____ Information given

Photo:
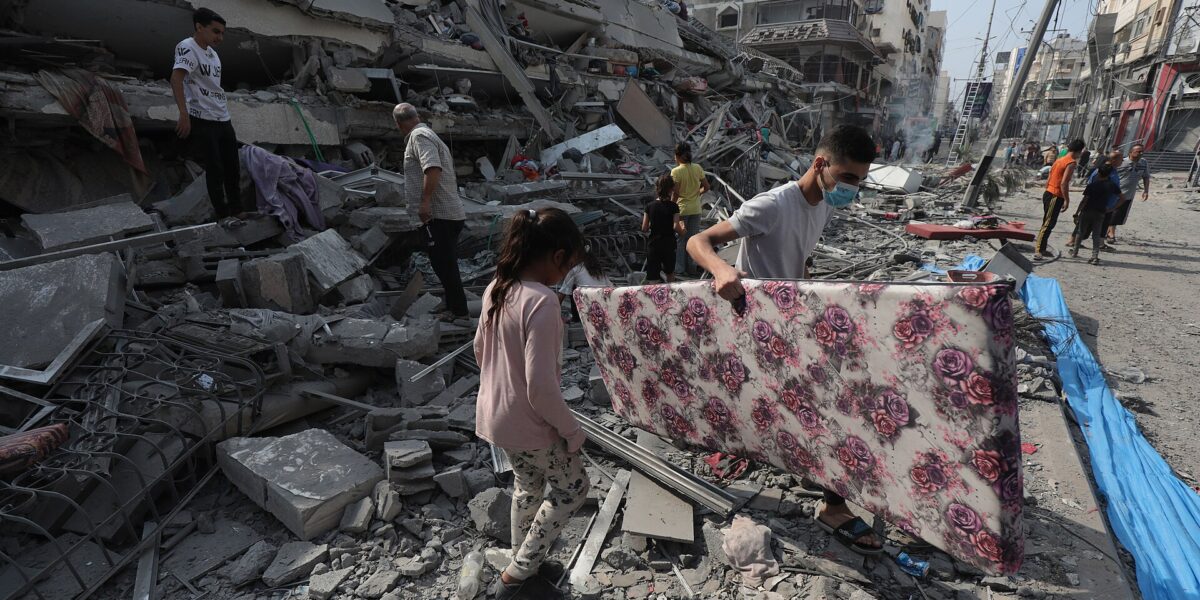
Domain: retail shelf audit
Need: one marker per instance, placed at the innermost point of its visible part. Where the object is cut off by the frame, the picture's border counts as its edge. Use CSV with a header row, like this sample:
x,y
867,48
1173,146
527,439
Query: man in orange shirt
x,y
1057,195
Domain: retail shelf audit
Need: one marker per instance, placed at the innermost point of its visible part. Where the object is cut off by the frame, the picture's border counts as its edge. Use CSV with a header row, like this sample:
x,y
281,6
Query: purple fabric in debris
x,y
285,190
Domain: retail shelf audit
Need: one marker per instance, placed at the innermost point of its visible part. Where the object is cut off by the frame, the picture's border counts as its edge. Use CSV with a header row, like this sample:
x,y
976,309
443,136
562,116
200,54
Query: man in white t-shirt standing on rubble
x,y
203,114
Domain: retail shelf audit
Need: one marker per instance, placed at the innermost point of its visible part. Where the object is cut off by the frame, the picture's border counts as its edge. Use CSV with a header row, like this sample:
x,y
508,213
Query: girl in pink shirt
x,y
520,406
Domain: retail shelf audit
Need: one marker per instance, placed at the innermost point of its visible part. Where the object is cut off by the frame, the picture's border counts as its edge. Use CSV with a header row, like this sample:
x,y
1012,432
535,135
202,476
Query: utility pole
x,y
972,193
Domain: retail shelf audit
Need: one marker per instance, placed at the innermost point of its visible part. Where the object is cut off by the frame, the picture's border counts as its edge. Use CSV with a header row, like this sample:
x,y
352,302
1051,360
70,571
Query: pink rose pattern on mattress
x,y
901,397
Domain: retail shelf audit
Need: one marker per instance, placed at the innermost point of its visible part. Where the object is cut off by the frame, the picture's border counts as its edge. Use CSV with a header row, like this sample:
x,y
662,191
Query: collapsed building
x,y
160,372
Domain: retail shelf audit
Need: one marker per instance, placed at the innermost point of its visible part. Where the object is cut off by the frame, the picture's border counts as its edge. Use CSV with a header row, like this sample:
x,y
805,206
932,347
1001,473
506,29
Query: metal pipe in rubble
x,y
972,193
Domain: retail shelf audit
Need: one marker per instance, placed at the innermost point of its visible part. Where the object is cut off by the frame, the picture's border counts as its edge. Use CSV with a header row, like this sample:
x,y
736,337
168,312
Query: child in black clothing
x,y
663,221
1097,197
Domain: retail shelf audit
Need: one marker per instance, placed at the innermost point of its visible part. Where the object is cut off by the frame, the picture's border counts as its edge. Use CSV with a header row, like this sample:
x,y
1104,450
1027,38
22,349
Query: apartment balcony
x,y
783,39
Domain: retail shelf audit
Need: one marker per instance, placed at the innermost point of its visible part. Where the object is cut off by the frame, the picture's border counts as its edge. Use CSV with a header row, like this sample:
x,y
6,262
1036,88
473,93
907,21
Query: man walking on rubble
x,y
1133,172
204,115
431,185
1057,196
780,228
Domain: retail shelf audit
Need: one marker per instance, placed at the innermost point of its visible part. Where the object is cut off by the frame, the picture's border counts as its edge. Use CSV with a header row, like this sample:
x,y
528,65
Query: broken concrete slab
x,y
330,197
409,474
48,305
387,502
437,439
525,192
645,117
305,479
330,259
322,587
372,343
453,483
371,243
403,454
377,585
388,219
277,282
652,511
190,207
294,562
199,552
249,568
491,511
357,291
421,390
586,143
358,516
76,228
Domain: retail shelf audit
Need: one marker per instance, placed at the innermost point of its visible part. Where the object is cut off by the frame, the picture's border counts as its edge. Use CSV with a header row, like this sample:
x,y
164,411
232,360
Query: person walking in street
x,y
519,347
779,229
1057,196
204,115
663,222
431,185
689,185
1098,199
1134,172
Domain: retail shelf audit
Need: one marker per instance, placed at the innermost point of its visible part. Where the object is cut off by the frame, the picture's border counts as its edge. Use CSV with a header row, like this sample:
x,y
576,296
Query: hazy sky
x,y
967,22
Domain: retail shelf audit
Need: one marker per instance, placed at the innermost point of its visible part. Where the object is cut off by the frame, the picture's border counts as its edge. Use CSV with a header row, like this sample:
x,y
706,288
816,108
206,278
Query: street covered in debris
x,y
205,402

________

- [Work required] Return every line of the listing above that contains the word "street", matching case exactly.

- [Written solution]
Query: person walking in street
Query: street covered in debris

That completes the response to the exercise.